TASKS FOR THIS EXERCISE
(1) In the Keynote article, copy the passage that begins at the words "Today, I am" and stops after "down the road.".
(2) Turn the paragraph of the Keynote article beginning "Once the objects are lined up correctly" into a short bulleted list that keeps its main facts.

TEXT
----

Using Keynote to Make Beautiful Data Visualizations
Keynote, Apple’s presentation software, is often left behind by its superior competition, Powerpoint. When building slide decks, this is nearly always the case. When it comes to data visualization, however, Keynote takes the top spot.
Keynote, as with Apple’s entire iWork suite, is not aimed at dry enterprise applications, but rather at fun and simple consumer tasks. As such, Keynote’s fun aesthetic make it much easier to design modern, visually appealing data visualizations. In fact, Apple champions data visualization in their latest El Capitan ad copy:
When it comes to explaining data, a chart is worth a thousand words. Choose from column, bar, pie, scatter, bubble charts, and more. Use animation to add visual impact. And make your charts interactive to focus attention on important stages of the story. The effect is huge, but the effort isn’t.
Today, I am further visualizing data from my Twitter Archive post. The data was all compiled using Excel and manipulated there, then copied into charts’ data fields in Keynote. From there, I used various Keynote features to make the data very legible.
First, I added a custom slide size to fit the data. To do this, select Document in the top right and select Custom Slide Size under Slide Size. I believe the default is set to 4:3. Infographics tend to be tall, so I chose 2048x3940:
Next, I added a title to the Master slide. There are 4 objects in total, 2 text objects and 2 shape objects. Because these are on the master slide they are static, irrespective of any other content on the slide. This helps keep things aligned down the road.
To achieve the glowing effect, I added a colored shadow behind the title. This is a common trick; the gaussian blur that Apple adds makes it look fantastic. Here are the settings I used:
Next, I added the first few elements. Hit Done at the bottom of the screen to get out of the Master slide edit mode. I took two line objects and some circle objects and lined them up to form a timeline, then added some text objects to provide some context. The circles have different colored borders and glowing shadows to accent them as well:
One of the coolest things about Keynote on El Capitan is that it supports Force Touch. Instead of ungrouping all of these elements to edit them, you can Force Touch on an element to edit it. For example, you can edit the chart data without ungrouping:
Once the objects are lined up correctly, the best practice is to group them as an object. This prevents them from becoming disconnected and makes it far easier to line the further items up. I next added the first chart. Select a 2D Pie Chart from the Charts menu at the top. Force-Touch or double click on the pie to edit the data. Once it is filled with the relevant data, I added some text objects and line objects to explain the data. Group the objects together when they are completed.

----

DATASET EXTRACT
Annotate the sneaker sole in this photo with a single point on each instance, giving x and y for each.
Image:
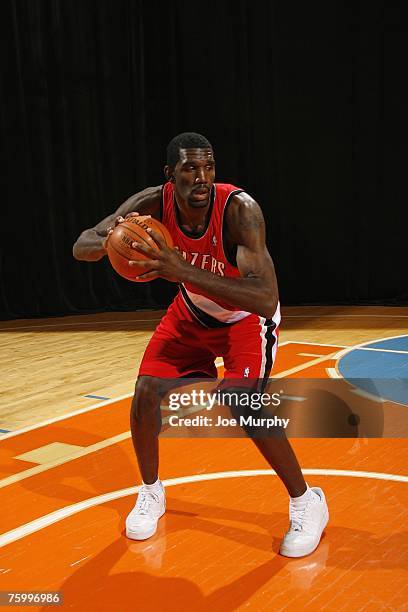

----

RESULTS
(1)
Today, I am further visualizing data from my Twitter Archive post. The data was all compiled using Excel and manipulated there, then copied into charts’ data fields in Keynote. From there, I used various Keynote features to make the data very legible.
First, I added a custom slide size to fit the data. To do this, select Document in the top right and select Custom Slide Size under Slide Size. I believe the default is set to 4:3. Infographics tend to be tall, so I chose 2048x3940:
Next, I added a title to the Master slide. There are 4 objects in total, 2 text objects and 2 shape objects. Because these are on the master slide they are static, irrespective of any other content on the slide. This helps keep things aligned down the road.

(2)
- Once objects are lined up correctly, group them as one object. This keeps them from becoming disconnected and makes lining up further items far easier.
- Add the first chart by selecting a 2D Pie Chart from the Charts menu at the top.
- Force Touch or double-click the pie to edit its data.
- After filling in the relevant data, add text and line objects to explain it.
- Group these objects together when they are complete.